======== DATA LISTING ========
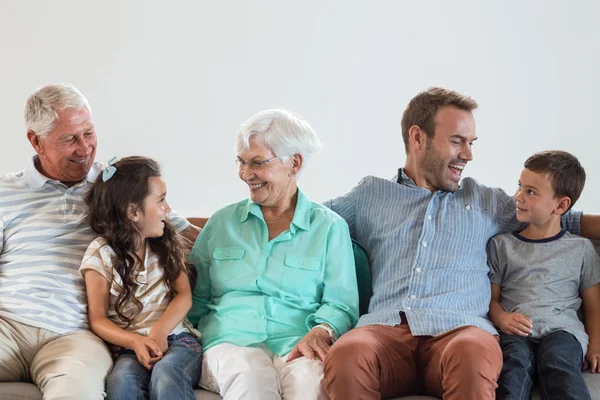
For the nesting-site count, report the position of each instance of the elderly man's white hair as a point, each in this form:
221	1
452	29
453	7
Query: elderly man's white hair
283	132
43	106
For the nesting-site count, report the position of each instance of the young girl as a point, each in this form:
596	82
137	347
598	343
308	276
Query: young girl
137	285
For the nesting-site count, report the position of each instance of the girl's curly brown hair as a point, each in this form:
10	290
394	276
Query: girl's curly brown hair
107	204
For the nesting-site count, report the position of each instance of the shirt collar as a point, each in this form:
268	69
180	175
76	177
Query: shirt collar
========
### WHAT IS BEING ASKED
Transcribe each record exactly as it stands, setting aside any pictures.

### RESPONSE TO THIS EXERCISE
For the nesting-site count, report the position of each instance of the elderly man's white hair as a point, each in this form:
221	1
452	29
453	7
Query: elderly man's white hair
283	132
43	106
For the nesting-site count, report the position of each instance of the young girl as a point, each in this form:
596	82
137	347
598	343
308	276
Query: young girl
137	285
For the nesting-site count, report the position of each instance of the girl's curly brown hair as a point, each in this form:
10	290
394	276
Query: girl's curly brown hair
107	204
For the nesting-site count, report the position of each instance of the shirt collar as a point, each in this form:
268	69
180	175
76	177
Query: shirt collar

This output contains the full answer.